[Entries from a dataset]

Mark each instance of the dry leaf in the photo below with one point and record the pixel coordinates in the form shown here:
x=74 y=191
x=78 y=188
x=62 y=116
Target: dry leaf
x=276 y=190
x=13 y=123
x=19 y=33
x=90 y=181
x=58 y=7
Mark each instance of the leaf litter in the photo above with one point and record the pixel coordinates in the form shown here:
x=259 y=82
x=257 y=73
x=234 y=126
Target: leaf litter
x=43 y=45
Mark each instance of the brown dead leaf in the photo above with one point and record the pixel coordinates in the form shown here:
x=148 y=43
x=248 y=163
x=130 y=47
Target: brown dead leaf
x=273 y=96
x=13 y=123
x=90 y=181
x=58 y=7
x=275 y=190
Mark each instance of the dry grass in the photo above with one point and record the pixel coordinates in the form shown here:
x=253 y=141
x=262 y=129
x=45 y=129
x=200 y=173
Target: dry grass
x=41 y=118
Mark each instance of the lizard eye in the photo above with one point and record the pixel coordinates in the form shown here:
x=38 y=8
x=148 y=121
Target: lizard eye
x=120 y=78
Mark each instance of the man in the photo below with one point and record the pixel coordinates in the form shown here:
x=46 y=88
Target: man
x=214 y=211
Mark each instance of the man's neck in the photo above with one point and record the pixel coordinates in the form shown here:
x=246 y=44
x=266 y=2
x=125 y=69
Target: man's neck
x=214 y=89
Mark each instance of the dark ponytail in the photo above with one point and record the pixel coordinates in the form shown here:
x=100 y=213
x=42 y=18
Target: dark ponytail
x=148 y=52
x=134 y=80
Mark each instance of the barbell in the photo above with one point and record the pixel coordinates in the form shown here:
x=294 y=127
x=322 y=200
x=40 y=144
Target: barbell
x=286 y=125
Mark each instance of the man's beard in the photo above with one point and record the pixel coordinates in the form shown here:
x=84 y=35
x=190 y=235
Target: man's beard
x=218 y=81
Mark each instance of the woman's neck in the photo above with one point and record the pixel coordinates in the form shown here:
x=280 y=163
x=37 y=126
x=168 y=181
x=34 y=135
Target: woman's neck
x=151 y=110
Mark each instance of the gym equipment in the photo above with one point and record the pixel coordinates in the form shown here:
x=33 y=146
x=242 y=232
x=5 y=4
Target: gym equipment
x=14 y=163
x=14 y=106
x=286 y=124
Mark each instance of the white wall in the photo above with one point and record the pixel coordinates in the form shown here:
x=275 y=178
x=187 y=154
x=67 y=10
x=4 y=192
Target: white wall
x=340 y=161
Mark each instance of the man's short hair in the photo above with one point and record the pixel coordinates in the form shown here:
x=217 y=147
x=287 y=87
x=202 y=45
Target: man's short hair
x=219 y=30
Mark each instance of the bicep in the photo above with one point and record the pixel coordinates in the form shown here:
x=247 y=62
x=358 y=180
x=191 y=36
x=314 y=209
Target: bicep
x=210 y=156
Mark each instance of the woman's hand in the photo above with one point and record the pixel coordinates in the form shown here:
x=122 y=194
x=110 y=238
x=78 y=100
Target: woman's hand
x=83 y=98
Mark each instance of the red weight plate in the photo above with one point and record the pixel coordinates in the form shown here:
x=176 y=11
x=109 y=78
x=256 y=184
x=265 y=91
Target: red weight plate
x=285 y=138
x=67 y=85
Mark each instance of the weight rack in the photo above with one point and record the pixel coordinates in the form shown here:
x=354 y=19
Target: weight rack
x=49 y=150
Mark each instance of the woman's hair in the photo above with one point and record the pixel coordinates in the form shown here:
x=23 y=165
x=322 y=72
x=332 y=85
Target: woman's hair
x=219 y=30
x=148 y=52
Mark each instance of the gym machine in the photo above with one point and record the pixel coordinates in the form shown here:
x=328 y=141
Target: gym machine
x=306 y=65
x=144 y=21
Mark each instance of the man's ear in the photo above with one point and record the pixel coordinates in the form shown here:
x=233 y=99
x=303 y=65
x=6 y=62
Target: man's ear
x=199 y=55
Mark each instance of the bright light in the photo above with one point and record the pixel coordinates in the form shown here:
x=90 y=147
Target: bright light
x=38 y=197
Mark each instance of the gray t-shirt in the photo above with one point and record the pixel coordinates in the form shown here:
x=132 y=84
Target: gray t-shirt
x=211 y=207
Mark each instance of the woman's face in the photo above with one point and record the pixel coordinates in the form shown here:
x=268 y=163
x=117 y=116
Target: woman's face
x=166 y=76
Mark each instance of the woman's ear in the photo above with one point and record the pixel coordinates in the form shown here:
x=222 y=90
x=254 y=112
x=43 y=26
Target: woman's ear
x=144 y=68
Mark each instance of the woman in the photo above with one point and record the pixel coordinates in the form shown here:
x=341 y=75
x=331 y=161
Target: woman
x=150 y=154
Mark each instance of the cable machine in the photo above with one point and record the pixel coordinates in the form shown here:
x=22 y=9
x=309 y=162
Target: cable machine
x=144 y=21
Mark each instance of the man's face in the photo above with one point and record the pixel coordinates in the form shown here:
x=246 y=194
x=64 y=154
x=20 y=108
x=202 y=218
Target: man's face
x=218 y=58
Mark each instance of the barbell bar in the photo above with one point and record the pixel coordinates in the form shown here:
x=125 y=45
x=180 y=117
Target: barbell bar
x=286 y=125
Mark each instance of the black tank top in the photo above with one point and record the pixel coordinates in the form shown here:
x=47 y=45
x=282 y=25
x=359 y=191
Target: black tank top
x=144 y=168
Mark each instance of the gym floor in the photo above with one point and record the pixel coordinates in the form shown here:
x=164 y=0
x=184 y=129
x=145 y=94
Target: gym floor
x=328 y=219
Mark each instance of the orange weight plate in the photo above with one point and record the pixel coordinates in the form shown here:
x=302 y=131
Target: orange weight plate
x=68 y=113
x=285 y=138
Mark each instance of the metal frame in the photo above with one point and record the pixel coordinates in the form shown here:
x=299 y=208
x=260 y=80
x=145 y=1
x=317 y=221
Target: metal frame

- _INSTRUCTION_: Copy out all the rows above, swapping every "record the pixel coordinates" for "write down the pixel coordinates" and leaving everything else as it is.

- _FULL RESPONSE_:
Mark each instance of the dry leaf in the photo below with one point and write down the pixel coordinates in the form shown here:
x=74 y=191
x=78 y=188
x=62 y=116
Target: dry leaf
x=276 y=190
x=13 y=123
x=19 y=33
x=90 y=181
x=58 y=7
Mark each instance of the leaf litter in the photo above with one point and write down the pixel coordinates in the form shown here:
x=259 y=82
x=257 y=73
x=234 y=126
Target: leaf litter
x=43 y=45
Mark each instance of the brown dead leaf in the photo above with one point and write down the pixel coordinates in the form shown here:
x=148 y=43
x=248 y=163
x=130 y=47
Target: brown dead leaf
x=273 y=96
x=13 y=123
x=90 y=181
x=58 y=7
x=275 y=190
Mark each instance of the dry grass in the photo above with one point and write down the pixel coordinates in the form shown here:
x=253 y=141
x=262 y=129
x=45 y=129
x=200 y=173
Target: dry grass
x=41 y=118
Mark each instance of the lizard eye in the photo above with one point and write down the pixel coordinates in the form shown here:
x=38 y=8
x=148 y=121
Target: lizard eye
x=120 y=78
Mark each instance of the man in the photo below with one point and write down the pixel coordinates in the form shown here:
x=46 y=88
Target: man
x=214 y=211
Mark each instance of the man's neck in the photo above with one point and write down the pixel coordinates in the form shown here:
x=246 y=44
x=266 y=2
x=125 y=69
Target: man's neck
x=214 y=89
Mark each instance of the dark ponytail in the photo above with one point and write down the pixel coordinates in the form shown here:
x=100 y=213
x=42 y=18
Target: dark ponytail
x=148 y=52
x=134 y=80
Mark each instance of the barbell in the photo above with one point and write down the pixel coordinates in the form shown here:
x=294 y=127
x=322 y=200
x=40 y=144
Target: barbell
x=286 y=125
Mark each instance of the man's beard in the photo above with one point and write down the pixel coordinates in the form shown here:
x=84 y=35
x=190 y=235
Target: man's beard
x=218 y=81
Mark each instance of the woman's neck in the photo above with one point and write down the pixel coordinates in the form shown here:
x=280 y=163
x=37 y=126
x=168 y=181
x=34 y=135
Target: woman's neck
x=151 y=110
Mark each instance of the gym equipment in the photo above with one point and write down the pixel coordinates in the form shown here:
x=33 y=146
x=242 y=232
x=5 y=4
Target: gym equipment
x=14 y=163
x=14 y=106
x=286 y=124
Mark each instance of the white wall in the photo above with one point and write down the pixel coordinates in the form shown here:
x=275 y=178
x=187 y=154
x=67 y=10
x=4 y=192
Target: white wall
x=340 y=161
Mark each instance of the man's short hair in the photo above with one point and write down the pixel coordinates in the form shown here:
x=217 y=147
x=287 y=87
x=202 y=45
Target: man's short hair
x=219 y=30
Mark each instance of the bicep in the photo above with one point and write down the pixel coordinates in the form shown here:
x=247 y=62
x=358 y=180
x=191 y=36
x=314 y=209
Target: bicep
x=210 y=156
Mark each instance of the woman's hand in the photo above with one point and write down the pixel coordinates in the form shown here:
x=122 y=194
x=110 y=238
x=78 y=100
Target: woman's hand
x=83 y=98
Mark each instance of the red weight plate in the photo above with one point and write down the pixel coordinates in the form shown here:
x=176 y=11
x=109 y=78
x=256 y=184
x=265 y=91
Target: red weight plate
x=285 y=138
x=67 y=85
Mark each instance of the weight rack in the photo above with one point and write down the pixel coordinates in the form shown here:
x=354 y=19
Target: weight rack
x=49 y=150
Mark each instance of the woman's hair in the photo above with one point and write down the pixel coordinates in the form shown here:
x=23 y=165
x=322 y=72
x=332 y=85
Target: woman's hair
x=219 y=30
x=148 y=52
Mark each instance of the gym machine in the photo above with one point and write down the pixel coordinates in the form shown here:
x=328 y=141
Target: gym machine
x=306 y=65
x=144 y=21
Mark each instance of the man's ear in the photo above with one point and write down the pixel coordinates in the form shown here:
x=233 y=99
x=303 y=65
x=6 y=62
Target: man's ear
x=199 y=55
Mark each instance of the bright light in the photo above with one point and write down the pixel coordinates in the form shown here:
x=90 y=147
Target: bright light
x=38 y=197
Mark each instance of the gray t-shirt in the photo above with one point and write down the pixel coordinates in the form shown here:
x=132 y=84
Target: gray t-shirt
x=211 y=207
Mark each instance of the woman's face in the photo above with one point and write down the pixel coordinates in the form shown here:
x=268 y=163
x=117 y=116
Target: woman's face
x=166 y=76
Mark each instance of the woman's ear in the photo above with one point and write down the pixel coordinates in the form shown here:
x=222 y=90
x=254 y=112
x=43 y=26
Target: woman's ear
x=144 y=68
Mark each instance of the woman in the photo above with one point and write down the pixel coordinates in the form shown here:
x=341 y=75
x=331 y=161
Target: woman
x=150 y=154
Mark each instance of the cable machine in the photo above with one point and write down the pixel coordinates in the form shown here:
x=22 y=9
x=309 y=162
Target: cable machine
x=144 y=21
Mark each instance of the man's face in the photo above with one point and write down the pixel coordinates in the form shown here:
x=246 y=194
x=64 y=154
x=20 y=108
x=202 y=218
Target: man's face
x=218 y=58
Mark each instance of the barbell bar in the photo above with one point and write down the pixel coordinates in the form shown here:
x=125 y=45
x=180 y=117
Target: barbell bar
x=286 y=125
Mark each instance of the black tank top in the photo above with one point and write down the pixel coordinates in the form shown here:
x=47 y=45
x=282 y=25
x=359 y=191
Target: black tank top
x=144 y=168
Mark each instance of the gym floor in the photo above with one point and write down the pixel coordinates in the form shown here:
x=164 y=0
x=184 y=129
x=145 y=94
Target: gym floor
x=328 y=219
Mark each instance of the orange weight plate in the photo above with one point and write down the pixel coordinates in the form shown here:
x=302 y=131
Target: orange weight plate
x=68 y=113
x=285 y=138
Mark each instance of the metal frame in the photo above with one point and write down the pixel coordinates in the form shown here:
x=299 y=208
x=260 y=80
x=145 y=1
x=317 y=221
Target: metal frame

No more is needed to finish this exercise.